# [EXERCISE TASKS]
**a)** Answer these questions from the Miata post.
(i) How long is the commute home?
(ii) At what speed was the car moving when the oil pressure gauge was noticed?
(iii) Where is the "check gauges" light located?
**b)** From the Miata post, pull out the stretch from "Motoring along quietly, 50" through "the darned gauge)." word for word.
**c)** Decide whether each statement agrees with the Miata post. Answer yes or no, and quote the deciding words.
(i) The oil level was low when the writer checked it.
(ii) After the restart, the temperature gauge read normally.
(iii) The writer has had trouble with an oil pressure gauge before.

— START TEXT EXTRACT —

So proving the old axiom that no action goes unpunished. Today I took the plunge (for me anyway) of ordering some spiffy new wheels for the Miata. This was followed mere hours later by my 5 mile commute home.
Motoring along quietly, 50 mph, temp just coming up and I notice that the oil pressure gauge is bottomed out. Duck my head and notice the "check gauges" idiot light is conveniently located behind my left hand as it sits on the steering wheel. Well E36 M3.
Pull over into the breakdown lane and pop the hood. Everything looks fine. Check the oil, fine. Nothing visually amiss whatever. Close hood and get back in, fire up the beast to see if it had cured itself (you never know). Nope, still no oil pressure. Sounds ok though and the temperature gauge reads fine. Nurse it on home and everything stays ok (except the darned gauge).
I can't swear it just happened, I've never had an oil pressure gauge give me problems before so I don't usually keep that close an eye on it (except on the track).

— END TEXT EXTRACT —
— START DATA —

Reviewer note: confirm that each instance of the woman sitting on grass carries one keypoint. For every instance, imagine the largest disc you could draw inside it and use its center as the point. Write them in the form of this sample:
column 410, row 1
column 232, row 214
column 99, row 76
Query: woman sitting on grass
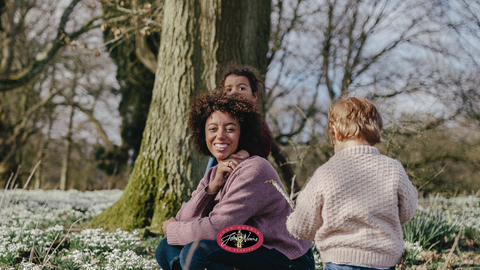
column 227, row 196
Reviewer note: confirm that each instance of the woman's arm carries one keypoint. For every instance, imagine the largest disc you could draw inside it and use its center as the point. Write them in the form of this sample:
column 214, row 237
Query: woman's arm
column 201, row 200
column 244, row 187
column 304, row 222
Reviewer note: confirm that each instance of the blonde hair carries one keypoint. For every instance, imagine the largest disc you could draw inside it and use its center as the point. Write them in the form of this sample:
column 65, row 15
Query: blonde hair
column 356, row 118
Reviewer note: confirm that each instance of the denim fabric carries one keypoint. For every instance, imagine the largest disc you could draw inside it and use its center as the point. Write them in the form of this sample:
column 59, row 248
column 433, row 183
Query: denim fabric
column 333, row 266
column 167, row 256
column 209, row 255
column 212, row 161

— END DATA —

# [ANSWERS FOR THE EXERCISE]
**a)**
(i) 5 miles.
(ii) 50 mph.
(iii) Behind the left hand as it sits on the steering wheel.

**b)**
Motoring along quietly, 50 mph, temp just coming up and I notice that the oil pressure gauge is bottomed out. Duck my head and notice the "check gauges" idiot light is conveniently located behind my left hand as it sits on the steering wheel. Well E36 M3.
Pull over into the breakdown lane and pop the hood. Everything looks fine. Check the oil, fine. Nothing visually amiss whatever. Close hood and get back in, fire up the beast to see if it had cured itself (you never know). Nope, still no oil pressure. Sounds ok though and the temperature gauge reads fine. Nurse it on home and everything stays ok (except the darned gauge).

**c)**
(i) No: "Check the oil, fine."
(ii) Yes: "Sounds ok though and the temperature gauge reads fine."
(iii) No: "I've never had an oil pressure gauge give me problems before"